Exercise description: In the book description below, what kinds of writing does sake blue gather?

Selected passage:
------------------------

Can critical thinking spring from both a fortune cookie and Jacques Lacan's most obscure seminar footnote? Estelle Hoy says yes. In her book sake blue, the Berlin-based writer and academic takes overpriced cheesecakes in that city as the starting point for an essay on art writing; shoplifting in Berlin opens to a reflection on the economies of activist practices; fiction allows us to discuss the legacy of institutional critique, queer melanges, or quiet melancholy.
To Hoy, the story of art becomes more nuanced in light of lyrics by Arthur Russell, the posthumous sorrow of Sylvia Plath, or a poem by Yvonne Rainer. sake blue gathers critical essays, art reviews and poetic fiction. Written in dialogue with the work of Martine Syms, Marlene Dumas, Herve Guibert, or Camille Henrot, these texts combine the subjective and analytic, addressing power relations and the force of affect. Hoy spares nothing in exposing cultural cliches and urgent political issues through fast-paced acerbity. She advocates the work of women artists, mocks stereotypes, questions myths, and champions desire, sadness and boredom.

------------------------

Excerpted data:
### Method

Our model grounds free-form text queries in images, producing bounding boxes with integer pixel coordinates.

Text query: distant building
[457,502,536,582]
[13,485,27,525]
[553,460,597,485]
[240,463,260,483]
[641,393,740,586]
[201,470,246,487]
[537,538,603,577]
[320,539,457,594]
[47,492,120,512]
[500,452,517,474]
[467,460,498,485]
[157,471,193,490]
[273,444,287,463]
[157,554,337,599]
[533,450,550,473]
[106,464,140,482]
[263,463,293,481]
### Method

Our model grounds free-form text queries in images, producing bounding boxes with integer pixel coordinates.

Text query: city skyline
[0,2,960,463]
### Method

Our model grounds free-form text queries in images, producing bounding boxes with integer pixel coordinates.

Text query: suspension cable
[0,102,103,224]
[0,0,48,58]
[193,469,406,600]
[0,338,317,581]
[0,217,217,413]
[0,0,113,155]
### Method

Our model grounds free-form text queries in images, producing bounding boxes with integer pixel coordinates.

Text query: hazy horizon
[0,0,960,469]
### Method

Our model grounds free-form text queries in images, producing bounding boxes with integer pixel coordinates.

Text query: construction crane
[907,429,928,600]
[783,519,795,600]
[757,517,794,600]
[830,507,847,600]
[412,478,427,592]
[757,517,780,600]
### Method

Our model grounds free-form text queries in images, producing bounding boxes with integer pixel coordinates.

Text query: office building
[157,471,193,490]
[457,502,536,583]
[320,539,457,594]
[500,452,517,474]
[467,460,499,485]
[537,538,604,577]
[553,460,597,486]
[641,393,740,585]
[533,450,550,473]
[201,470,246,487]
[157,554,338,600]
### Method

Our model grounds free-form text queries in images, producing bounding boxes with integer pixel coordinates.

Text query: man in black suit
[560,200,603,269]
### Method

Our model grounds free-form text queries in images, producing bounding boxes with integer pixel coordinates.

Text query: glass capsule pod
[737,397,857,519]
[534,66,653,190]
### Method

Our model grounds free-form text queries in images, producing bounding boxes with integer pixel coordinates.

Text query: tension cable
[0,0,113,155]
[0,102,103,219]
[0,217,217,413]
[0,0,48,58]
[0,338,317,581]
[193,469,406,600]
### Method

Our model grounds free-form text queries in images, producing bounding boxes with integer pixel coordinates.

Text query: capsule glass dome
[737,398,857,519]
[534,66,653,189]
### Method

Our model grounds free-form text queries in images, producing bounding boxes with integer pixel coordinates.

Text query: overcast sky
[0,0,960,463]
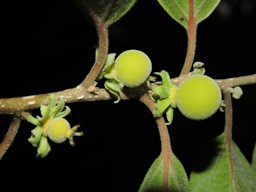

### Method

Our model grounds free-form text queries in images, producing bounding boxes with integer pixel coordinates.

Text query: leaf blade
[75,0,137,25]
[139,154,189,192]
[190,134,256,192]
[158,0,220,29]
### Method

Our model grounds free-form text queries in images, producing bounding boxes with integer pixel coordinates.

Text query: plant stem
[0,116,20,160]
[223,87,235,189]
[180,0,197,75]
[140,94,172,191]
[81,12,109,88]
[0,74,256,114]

------------------------

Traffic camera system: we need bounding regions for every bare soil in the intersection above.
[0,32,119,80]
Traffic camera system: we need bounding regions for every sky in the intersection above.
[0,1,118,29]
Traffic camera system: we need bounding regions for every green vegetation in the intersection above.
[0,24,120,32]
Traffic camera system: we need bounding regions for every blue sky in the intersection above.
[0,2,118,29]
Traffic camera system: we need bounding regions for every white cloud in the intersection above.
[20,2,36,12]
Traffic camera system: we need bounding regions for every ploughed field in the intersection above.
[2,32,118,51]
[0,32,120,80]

------------------------

Complete output: Critical essays, art reviews and poetic fiction.